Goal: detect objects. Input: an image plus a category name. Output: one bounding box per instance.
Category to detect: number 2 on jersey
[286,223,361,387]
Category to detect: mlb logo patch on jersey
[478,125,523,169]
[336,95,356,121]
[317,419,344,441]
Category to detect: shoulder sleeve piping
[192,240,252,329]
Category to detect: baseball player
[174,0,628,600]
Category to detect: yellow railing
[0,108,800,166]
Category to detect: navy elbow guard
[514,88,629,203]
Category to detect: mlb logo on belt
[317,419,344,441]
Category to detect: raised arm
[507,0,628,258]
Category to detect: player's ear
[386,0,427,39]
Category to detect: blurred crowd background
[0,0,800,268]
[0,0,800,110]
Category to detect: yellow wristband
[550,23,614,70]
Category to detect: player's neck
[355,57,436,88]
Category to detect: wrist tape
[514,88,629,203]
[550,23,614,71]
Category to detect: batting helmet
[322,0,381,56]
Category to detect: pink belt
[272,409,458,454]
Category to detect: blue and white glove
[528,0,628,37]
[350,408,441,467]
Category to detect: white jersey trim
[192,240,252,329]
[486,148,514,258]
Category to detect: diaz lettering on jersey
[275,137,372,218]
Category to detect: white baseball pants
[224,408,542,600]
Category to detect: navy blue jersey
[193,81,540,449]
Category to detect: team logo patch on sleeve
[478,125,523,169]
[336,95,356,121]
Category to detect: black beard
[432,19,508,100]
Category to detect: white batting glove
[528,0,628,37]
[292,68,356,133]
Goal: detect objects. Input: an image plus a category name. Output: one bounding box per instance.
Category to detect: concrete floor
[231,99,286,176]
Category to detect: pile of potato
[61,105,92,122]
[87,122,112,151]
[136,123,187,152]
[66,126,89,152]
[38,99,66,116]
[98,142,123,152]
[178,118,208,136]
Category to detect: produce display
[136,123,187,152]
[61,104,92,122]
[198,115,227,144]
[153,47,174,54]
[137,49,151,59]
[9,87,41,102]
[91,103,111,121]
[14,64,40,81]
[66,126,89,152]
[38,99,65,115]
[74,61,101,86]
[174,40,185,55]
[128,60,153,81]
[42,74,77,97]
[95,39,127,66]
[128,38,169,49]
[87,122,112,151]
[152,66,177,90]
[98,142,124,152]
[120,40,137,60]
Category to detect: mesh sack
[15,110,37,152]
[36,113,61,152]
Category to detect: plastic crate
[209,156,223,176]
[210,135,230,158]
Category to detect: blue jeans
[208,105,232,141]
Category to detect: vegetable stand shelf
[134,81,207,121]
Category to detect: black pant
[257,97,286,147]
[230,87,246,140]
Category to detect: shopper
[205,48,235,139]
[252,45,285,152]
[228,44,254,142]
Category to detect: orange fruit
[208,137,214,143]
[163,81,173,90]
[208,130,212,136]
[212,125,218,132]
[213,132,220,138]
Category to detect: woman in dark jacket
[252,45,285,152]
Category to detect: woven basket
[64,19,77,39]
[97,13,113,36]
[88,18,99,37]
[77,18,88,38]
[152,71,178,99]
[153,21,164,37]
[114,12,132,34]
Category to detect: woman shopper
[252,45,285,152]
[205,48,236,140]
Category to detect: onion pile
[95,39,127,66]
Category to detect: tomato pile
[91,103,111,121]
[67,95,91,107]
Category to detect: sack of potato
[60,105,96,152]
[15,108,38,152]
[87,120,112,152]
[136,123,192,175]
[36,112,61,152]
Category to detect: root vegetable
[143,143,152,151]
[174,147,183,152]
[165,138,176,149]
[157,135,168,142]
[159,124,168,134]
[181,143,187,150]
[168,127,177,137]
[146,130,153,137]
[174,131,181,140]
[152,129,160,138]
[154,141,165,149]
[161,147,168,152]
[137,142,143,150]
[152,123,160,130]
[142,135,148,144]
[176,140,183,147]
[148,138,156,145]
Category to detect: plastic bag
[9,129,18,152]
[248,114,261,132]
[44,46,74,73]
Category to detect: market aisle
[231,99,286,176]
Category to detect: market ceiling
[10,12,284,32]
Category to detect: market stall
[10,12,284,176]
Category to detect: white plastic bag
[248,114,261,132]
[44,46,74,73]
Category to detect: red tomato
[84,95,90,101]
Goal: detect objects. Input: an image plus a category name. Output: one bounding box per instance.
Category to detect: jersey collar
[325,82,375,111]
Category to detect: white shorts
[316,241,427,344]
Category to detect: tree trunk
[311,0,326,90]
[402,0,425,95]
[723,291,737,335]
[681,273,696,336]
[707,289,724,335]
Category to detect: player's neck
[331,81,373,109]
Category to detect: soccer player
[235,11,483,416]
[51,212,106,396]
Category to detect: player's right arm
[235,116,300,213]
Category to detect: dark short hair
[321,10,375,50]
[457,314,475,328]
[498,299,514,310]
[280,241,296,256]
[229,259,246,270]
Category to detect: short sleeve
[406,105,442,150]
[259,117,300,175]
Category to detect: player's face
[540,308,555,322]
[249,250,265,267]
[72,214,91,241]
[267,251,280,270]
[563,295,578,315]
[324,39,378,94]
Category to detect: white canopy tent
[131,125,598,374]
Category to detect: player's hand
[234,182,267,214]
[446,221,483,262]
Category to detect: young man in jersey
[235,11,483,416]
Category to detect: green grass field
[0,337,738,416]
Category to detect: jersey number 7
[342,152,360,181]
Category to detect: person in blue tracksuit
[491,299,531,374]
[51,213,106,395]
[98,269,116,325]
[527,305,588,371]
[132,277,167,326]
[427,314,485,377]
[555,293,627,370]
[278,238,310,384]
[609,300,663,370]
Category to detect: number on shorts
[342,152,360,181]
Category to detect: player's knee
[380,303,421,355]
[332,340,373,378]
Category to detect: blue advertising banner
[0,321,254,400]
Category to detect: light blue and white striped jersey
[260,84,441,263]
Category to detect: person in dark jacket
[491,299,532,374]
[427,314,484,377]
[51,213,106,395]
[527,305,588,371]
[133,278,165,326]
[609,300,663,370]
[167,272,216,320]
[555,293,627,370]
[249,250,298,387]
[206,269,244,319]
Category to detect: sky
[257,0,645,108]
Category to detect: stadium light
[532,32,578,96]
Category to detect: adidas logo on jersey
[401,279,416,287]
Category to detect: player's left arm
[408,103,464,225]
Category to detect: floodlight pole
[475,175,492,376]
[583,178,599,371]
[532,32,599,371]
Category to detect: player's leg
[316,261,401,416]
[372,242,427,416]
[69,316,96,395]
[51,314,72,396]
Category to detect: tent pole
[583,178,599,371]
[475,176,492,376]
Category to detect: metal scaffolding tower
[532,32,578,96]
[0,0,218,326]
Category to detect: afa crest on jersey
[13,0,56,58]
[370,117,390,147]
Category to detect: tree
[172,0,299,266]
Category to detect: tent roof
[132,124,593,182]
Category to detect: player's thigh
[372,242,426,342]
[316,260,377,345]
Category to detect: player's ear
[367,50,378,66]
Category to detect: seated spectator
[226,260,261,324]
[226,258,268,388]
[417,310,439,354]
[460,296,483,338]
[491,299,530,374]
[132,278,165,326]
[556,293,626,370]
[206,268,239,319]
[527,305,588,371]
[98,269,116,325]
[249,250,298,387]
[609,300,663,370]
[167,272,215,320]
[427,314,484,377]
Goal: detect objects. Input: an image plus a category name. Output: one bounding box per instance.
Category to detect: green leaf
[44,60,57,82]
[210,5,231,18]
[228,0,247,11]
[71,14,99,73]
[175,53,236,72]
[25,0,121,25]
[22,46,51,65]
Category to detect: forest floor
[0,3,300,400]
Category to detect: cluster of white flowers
▬▬▬▬▬▬▬▬▬▬
- What you have to do:
Rewrite the whole listing above, substituting "Label to find" for each occurrence of "Category to detect" and leaving every other line and character as it is.

- Solution for this exercise:
Goal: detect objects. Input: an image plus a category name. Output: one bounding box per instance.
Label to find: number 2 on jersey
[286,223,361,387]
Label to find: mlb logo patch on jersey
[478,125,523,169]
[336,95,356,121]
[317,419,344,441]
Label to find: shoulder sleeve piping
[192,240,252,329]
Label to find: baseball player
[174,0,628,600]
Label to find: yellow railing
[0,108,800,166]
Label to find: navy elbow guard
[514,88,629,203]
Label to find: mlb logo on belt
[317,419,344,441]
Label to find: raised arm
[507,0,628,258]
Label to find: player's ear
[386,0,427,39]
Label to find: blurred crowd background
[0,0,800,268]
[0,0,800,110]
Label to find: yellow wristband
[550,23,614,70]
Label to find: player's neck
[355,57,436,88]
Label to find: wrist tape
[514,88,629,203]
[550,23,614,71]
Label to find: batting helmet
[322,0,381,56]
Label to find: pink belt
[272,409,458,454]
Label to find: blue and white glove
[528,0,628,37]
[350,408,441,467]
Label to find: white jersey trim
[192,240,252,329]
[486,148,514,258]
Label to find: diaz lettering on jersey
[275,137,372,218]
Label to find: white baseball pants
[224,408,542,600]
Label to find: navy blue jersey
[193,81,540,449]
Label to find: team logo patch on sleeve
[478,125,523,169]
[336,95,356,121]
Label to find: black beard
[432,19,508,100]
Label to find: white batting glove
[528,0,628,37]
[292,68,356,133]
Goal: detect objects. Input: an image plus a category name. Output: one bounding box per instance.
Label to find: concrete floor
[231,99,286,176]
Label to find: pile of potato
[61,105,92,122]
[87,122,112,151]
[136,123,187,152]
[66,126,89,152]
[38,99,66,116]
[98,142,123,152]
[178,118,208,136]
Label to find: produce display
[136,123,187,152]
[61,104,92,122]
[198,115,227,144]
[153,47,174,54]
[137,49,151,59]
[9,87,41,102]
[91,103,111,121]
[14,64,40,81]
[66,126,89,152]
[38,99,65,115]
[74,61,101,86]
[174,40,185,55]
[128,60,153,81]
[42,74,77,97]
[95,39,127,66]
[128,38,169,49]
[87,122,112,151]
[152,66,177,90]
[98,142,124,152]
[120,40,137,60]
Label to find: mesh sack
[15,110,37,152]
[36,113,61,152]
Label to find: plastic crate
[209,156,223,176]
[210,135,230,158]
Label to find: blue jeans
[208,105,232,141]
Label to find: vegetable stand shelf
[134,81,207,121]
Label to find: black pant
[257,97,286,147]
[230,87,246,140]
Label to find: shopper
[205,48,235,139]
[252,45,285,152]
[228,44,254,142]
Label to find: orange fruit
[208,137,214,143]
[163,81,173,90]
[208,130,212,136]
[212,125,218,132]
[213,132,220,138]
Label to find: woman in dark jacket
[252,45,285,152]
Label to find: woven basket
[64,19,77,39]
[97,13,113,36]
[88,18,99,37]
[77,18,88,38]
[152,71,178,99]
[153,21,164,37]
[114,12,132,34]
Label to find: woman shopper
[252,45,285,152]
[205,48,236,140]
Label to find: onion pile
[95,39,127,66]
Label to find: tomato pile
[91,103,111,121]
[67,95,91,107]
Label to find: sack of potato
[60,105,96,152]
[15,108,38,152]
[87,120,112,152]
[136,123,192,175]
[36,112,61,152]
Label to find: root vegetable
[143,143,152,151]
[174,147,183,152]
[165,138,176,149]
[157,135,168,142]
[159,124,168,134]
[181,143,187,150]
[168,127,177,137]
[146,130,153,137]
[174,131,181,140]
[152,129,160,138]
[154,141,165,149]
[161,147,168,152]
[137,142,143,150]
[152,123,160,130]
[142,135,148,144]
[176,140,183,147]
[148,138,156,145]
Label to find: plastic bag
[9,129,18,152]
[248,114,261,132]
[44,46,74,73]
Label to find: market aisle
[231,99,286,176]
Label to find: market ceiling
[10,12,284,32]
Label to find: market stall
[10,12,284,176]
Label to find: white plastic bag
[248,114,261,132]
[44,46,74,73]
Label to find: red tomato
[84,95,90,101]
Goal: detect objects. Input: an image plus a category name. Output: one bounding box per instance.
Label to find: jersey collar
[325,82,375,111]
Label to find: white shorts
[316,241,427,344]
Label to find: tree trunk
[311,0,326,90]
[402,0,425,95]
[723,291,737,335]
[681,273,696,336]
[707,289,724,335]
Label to find: player's neck
[331,81,373,109]
Label to find: soccer player
[235,11,483,416]
[51,212,106,396]
Label to find: player's right arm
[235,116,300,213]
Label to find: dark short hair
[321,10,375,50]
[457,314,475,328]
[498,299,514,310]
[280,241,296,256]
[229,259,246,270]
Label to find: short sleeve
[406,105,442,150]
[259,117,300,175]
Label to find: player's face
[540,308,555,322]
[249,250,265,267]
[72,214,91,241]
[267,251,280,270]
[563,295,578,315]
[324,39,378,94]
Label to find: white canopy tent
[131,125,598,374]
Label to find: player's hand
[234,182,267,214]
[446,221,483,262]
Label to find: young man in jersey
[235,11,483,416]
Label to find: green grass field
[0,337,738,416]
Label to find: jersey number 7
[342,152,360,181]
Label to find: person in blue tracksuit
[491,299,531,374]
[51,213,106,395]
[98,269,116,325]
[527,305,588,371]
[132,277,167,326]
[427,314,485,377]
[555,293,627,370]
[278,238,310,384]
[609,300,663,370]
Label to find: number on shorts
[342,152,360,181]
Label to find: player's knee
[380,303,421,355]
[332,340,373,378]
Label to find: blue advertising banner
[0,321,254,400]
Label to find: light blue and white striped jersey
[260,84,441,263]
Label to find: person in dark jacket
[491,299,532,374]
[427,314,484,377]
[51,213,106,395]
[527,305,588,371]
[133,278,165,326]
[609,300,663,370]
[167,272,216,320]
[555,293,627,370]
[249,250,298,387]
[206,269,244,319]
Label to find: sky
[257,0,645,108]
Label to find: stadium light
[532,32,578,96]
Label to find: adidas logo on jersey
[401,279,416,287]
Label to find: player's left arm
[408,103,464,225]
Label to find: floodlight pole
[475,175,492,376]
[583,178,599,371]
[532,32,599,371]
Label to find: player's leg
[316,261,401,416]
[372,242,427,416]
[69,316,96,395]
[51,314,72,396]
Label to find: tent pole
[583,178,599,371]
[475,176,492,376]
Label to find: metal scaffolding tower
[532,32,578,96]
[0,0,218,326]
Label to find: afa crest on jersey
[13,0,56,58]
[370,117,390,147]
Label to find: tree
[172,0,299,266]
Label to find: tent roof
[132,124,593,182]
Label to find: player's thigh
[372,242,426,342]
[316,260,377,345]
Label to find: player's ear
[367,50,378,66]
Label to find: seated spectator
[226,260,261,324]
[226,258,268,388]
[417,310,439,354]
[460,296,483,338]
[491,299,530,374]
[132,278,165,326]
[556,293,626,370]
[206,268,239,319]
[527,305,588,371]
[98,269,116,325]
[249,250,298,387]
[609,300,663,370]
[167,272,215,320]
[427,314,484,377]
Goal: detect objects. Input: an image plus a category name. Output: one bounding box per instance.
Label to find: green leaf
[44,60,57,82]
[210,5,231,18]
[228,0,247,11]
[71,14,99,73]
[175,53,236,72]
[25,0,121,25]
[22,46,51,65]
Label to find: forest floor
[0,3,300,400]
Label to find: cluster of white flowers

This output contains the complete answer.